> **What you need to do**
Extract the full set of records, then give each one again exactly.

** START **

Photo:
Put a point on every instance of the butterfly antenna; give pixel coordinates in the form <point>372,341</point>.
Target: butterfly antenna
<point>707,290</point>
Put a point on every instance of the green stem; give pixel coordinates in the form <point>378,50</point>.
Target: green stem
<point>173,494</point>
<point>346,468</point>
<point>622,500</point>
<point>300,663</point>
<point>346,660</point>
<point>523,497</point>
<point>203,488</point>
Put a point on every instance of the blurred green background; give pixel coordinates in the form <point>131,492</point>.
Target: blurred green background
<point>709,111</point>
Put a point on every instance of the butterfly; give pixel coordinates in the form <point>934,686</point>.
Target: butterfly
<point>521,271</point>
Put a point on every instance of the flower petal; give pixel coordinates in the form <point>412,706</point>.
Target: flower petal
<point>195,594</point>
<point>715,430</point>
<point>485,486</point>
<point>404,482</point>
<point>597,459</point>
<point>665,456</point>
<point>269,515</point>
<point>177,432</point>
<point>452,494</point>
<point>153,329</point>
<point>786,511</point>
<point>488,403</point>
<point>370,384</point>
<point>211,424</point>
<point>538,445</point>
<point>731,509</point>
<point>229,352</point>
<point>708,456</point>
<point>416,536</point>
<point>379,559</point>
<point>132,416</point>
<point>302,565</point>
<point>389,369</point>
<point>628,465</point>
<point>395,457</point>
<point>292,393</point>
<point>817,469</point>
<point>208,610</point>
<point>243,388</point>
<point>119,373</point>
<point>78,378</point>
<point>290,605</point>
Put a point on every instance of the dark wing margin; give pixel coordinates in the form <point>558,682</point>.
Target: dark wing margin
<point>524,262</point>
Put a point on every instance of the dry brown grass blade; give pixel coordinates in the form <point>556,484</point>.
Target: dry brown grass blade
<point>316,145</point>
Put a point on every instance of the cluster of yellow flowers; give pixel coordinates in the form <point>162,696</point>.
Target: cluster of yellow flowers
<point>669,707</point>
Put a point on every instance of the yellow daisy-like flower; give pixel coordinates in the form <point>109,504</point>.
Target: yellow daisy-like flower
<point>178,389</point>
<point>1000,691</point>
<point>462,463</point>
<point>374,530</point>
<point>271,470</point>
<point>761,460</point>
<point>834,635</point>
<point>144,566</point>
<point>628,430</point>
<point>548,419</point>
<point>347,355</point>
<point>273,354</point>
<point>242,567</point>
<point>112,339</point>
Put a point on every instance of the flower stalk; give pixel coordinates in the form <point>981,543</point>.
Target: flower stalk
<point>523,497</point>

** END **

> **Task solution**
Photo:
Put a point on every instance of the butterfly antenna; give pixel coordinates in the form <point>372,341</point>.
Target: butterfly antenna
<point>707,290</point>
Put a point on every instance of the green stem; give pixel coordinates in the form <point>378,50</point>.
Target: green stem
<point>173,494</point>
<point>346,468</point>
<point>622,500</point>
<point>300,663</point>
<point>346,660</point>
<point>523,497</point>
<point>203,488</point>
Put a point on every instance of the blurred green background; give pixel coordinates in the form <point>131,492</point>.
Target: blurred green background
<point>709,111</point>
Put a point on every instance of the butterfly; give pixel coordinates in the form <point>934,686</point>.
Target: butterfly
<point>521,271</point>
Put a point on every instance of the flower petal; give pixel coordinates in the form <point>412,706</point>.
Target: flower petal
<point>195,594</point>
<point>715,430</point>
<point>485,486</point>
<point>404,482</point>
<point>597,459</point>
<point>665,456</point>
<point>269,515</point>
<point>177,432</point>
<point>452,494</point>
<point>153,329</point>
<point>786,511</point>
<point>488,403</point>
<point>370,384</point>
<point>211,424</point>
<point>538,445</point>
<point>731,509</point>
<point>229,352</point>
<point>708,456</point>
<point>416,536</point>
<point>379,559</point>
<point>132,416</point>
<point>302,565</point>
<point>389,369</point>
<point>628,465</point>
<point>395,457</point>
<point>292,393</point>
<point>817,469</point>
<point>208,610</point>
<point>243,388</point>
<point>119,373</point>
<point>78,378</point>
<point>290,605</point>
Put a point on every instance of the dark wing margin; give pixel coordinates in the form <point>558,682</point>.
Target: dark wing margin
<point>524,262</point>
Put a point on every instance of the dry brown grass blade; give pixel coordinates in the form <point>556,484</point>.
Target: dry brown grass blade
<point>316,145</point>
Put a point on every instance of the cluster of yellow flowers; give pixel coordinates in the form <point>162,696</point>.
Target: cluster of yellow flowers
<point>669,707</point>
Put a point on every instance of the yellow daisy-like flower; give pixel coordinates in the form <point>109,504</point>.
Target: yellow daisy-like flower
<point>178,389</point>
<point>1000,691</point>
<point>462,463</point>
<point>374,530</point>
<point>271,470</point>
<point>761,460</point>
<point>834,635</point>
<point>144,566</point>
<point>628,430</point>
<point>548,419</point>
<point>347,355</point>
<point>273,354</point>
<point>242,567</point>
<point>112,339</point>
Put a point on every instance of the flower stalk; give pixel coordinates in the form <point>981,543</point>.
Target: flower stalk
<point>523,497</point>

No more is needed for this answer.